▸ Description of the task: Your response should reproduce every line of the entries that contains the word "handle".

── Records provided

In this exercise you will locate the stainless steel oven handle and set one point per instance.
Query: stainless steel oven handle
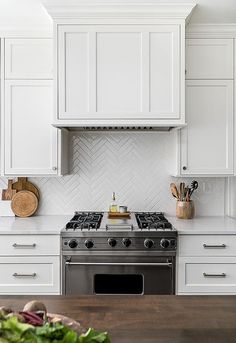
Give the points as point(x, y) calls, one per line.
point(214, 246)
point(119, 226)
point(16, 245)
point(161, 264)
point(214, 275)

────

▸ Answer to the exercise:
In this exercise you will locate the stainless steel oven handle and set one point per instance.
Query: stainless steel oven handle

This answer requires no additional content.